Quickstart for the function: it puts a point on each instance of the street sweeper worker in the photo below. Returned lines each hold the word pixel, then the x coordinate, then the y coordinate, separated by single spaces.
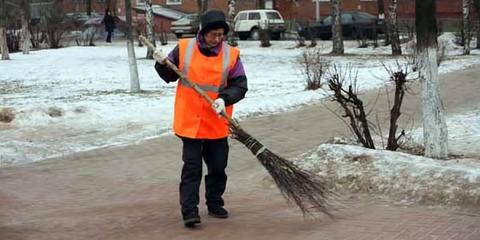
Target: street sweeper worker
pixel 216 67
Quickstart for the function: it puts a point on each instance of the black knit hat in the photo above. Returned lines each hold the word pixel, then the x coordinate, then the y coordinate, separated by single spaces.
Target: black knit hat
pixel 213 19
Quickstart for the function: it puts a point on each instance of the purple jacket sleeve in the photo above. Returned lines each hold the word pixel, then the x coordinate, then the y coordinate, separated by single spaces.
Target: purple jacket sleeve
pixel 236 84
pixel 167 74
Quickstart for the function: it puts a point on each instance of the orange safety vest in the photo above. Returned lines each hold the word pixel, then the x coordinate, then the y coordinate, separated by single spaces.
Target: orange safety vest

**Task prompt:**
Which of the lines above include the word "vest"? List those lines.

**Response to the exercise:**
Quickstart for the function: it puts a point on each instance of the orange safety vest in the photo above. Returned lines each hold the word pixel, then the x coordinate, then the y coordinate, separated by single spaces.
Target: orange safety vest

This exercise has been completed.